— Start MATERIAL FOR THIS TASK —

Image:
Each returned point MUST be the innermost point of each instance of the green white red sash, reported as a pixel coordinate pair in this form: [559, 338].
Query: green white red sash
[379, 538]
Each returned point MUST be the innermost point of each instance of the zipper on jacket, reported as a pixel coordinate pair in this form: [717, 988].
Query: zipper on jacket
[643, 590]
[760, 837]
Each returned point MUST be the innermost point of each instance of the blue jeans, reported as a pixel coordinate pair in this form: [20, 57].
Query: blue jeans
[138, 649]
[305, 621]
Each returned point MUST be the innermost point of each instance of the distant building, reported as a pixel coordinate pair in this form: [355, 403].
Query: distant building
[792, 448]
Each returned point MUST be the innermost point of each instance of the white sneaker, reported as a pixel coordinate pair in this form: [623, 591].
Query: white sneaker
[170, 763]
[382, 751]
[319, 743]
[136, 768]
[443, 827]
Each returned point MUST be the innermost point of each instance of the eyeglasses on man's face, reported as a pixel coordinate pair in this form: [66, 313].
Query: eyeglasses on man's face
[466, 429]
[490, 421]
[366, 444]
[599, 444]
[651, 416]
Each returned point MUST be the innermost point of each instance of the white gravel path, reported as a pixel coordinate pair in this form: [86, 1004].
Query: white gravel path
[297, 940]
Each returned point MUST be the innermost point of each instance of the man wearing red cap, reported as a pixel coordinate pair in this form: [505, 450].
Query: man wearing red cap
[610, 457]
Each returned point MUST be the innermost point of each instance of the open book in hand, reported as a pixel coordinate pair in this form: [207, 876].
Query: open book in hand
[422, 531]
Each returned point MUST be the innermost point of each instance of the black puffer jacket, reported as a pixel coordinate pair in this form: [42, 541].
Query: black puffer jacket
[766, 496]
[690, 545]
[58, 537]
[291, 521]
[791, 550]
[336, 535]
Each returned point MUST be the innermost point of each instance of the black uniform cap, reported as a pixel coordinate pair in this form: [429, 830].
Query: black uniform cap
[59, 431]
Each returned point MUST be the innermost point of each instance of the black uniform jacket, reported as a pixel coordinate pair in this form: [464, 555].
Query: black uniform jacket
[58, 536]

— End MATERIAL FOR THIS TASK —

Using the data above, repeat every line exactly.

Image:
Each returned point MUST be the innermost point of each instance of the green white red sash, reported as a pixel coordinate pair in this form: [559, 338].
Query: green white red sash
[379, 538]
Each returned point MUST be the innermost point of each instance of the zipper on jacket, reported as a pixel coordinate pair in this form: [717, 988].
Query: zipper on jacket
[643, 590]
[760, 837]
Each returned point MUST be the innermost point of each instance of the blue jeans, reported as a pixel coordinate pair in this form: [20, 57].
Query: blue jeans
[138, 649]
[305, 621]
Each returned point MUST be the innermost point of each instance of the distant building, reported as a pixel coordinate pair in this form: [355, 403].
Query: distant building
[792, 448]
Each returned point MUST be the innermost point of each instance of the white sneaker, reported as a pixel coordinate pair in this form: [623, 591].
Query: white sneaker
[170, 763]
[382, 751]
[319, 743]
[136, 768]
[443, 827]
Each returned point MUST be the innermost point of each instance of the eyeglasses on man's face, reported as a pixel coordinate pair in this form: [66, 313].
Query: eyeglasses on man's face
[466, 429]
[490, 421]
[366, 444]
[599, 444]
[651, 416]
Each returned point MUST be the innermost point of each instance of the white gravel path, reported as a pixel coordinate pair in this form: [86, 1004].
Query: white gravel path
[297, 940]
Each returned point MUST be the innermost point of each instance of the man wearing red cap, reported as a pixel coordinate pair in this form: [505, 450].
Query: man wearing red cap
[610, 457]
Each returned point MUST be the innermost point of each instance of the open book in hand, reported as a pixel coordinate pair in this form: [207, 876].
Query: open book in hand
[422, 531]
Each returned point MUST be the innermost point of each instance of the black puffer jacket, reported as a pixel coordinate pair in this form: [42, 541].
Query: black puffer jacket
[766, 496]
[690, 545]
[58, 537]
[291, 521]
[791, 550]
[336, 535]
Each returned point MUST be the innermost point of each instance of the black uniform cap, reported as a pixel coordinate pair in this form: [429, 830].
Query: black uniform cap
[59, 431]
Each returned point MUST be the innermost point of each instance of the black uniform jacket, reported as a pixel coordinate pair in this form: [464, 555].
Query: black uniform jacket
[58, 536]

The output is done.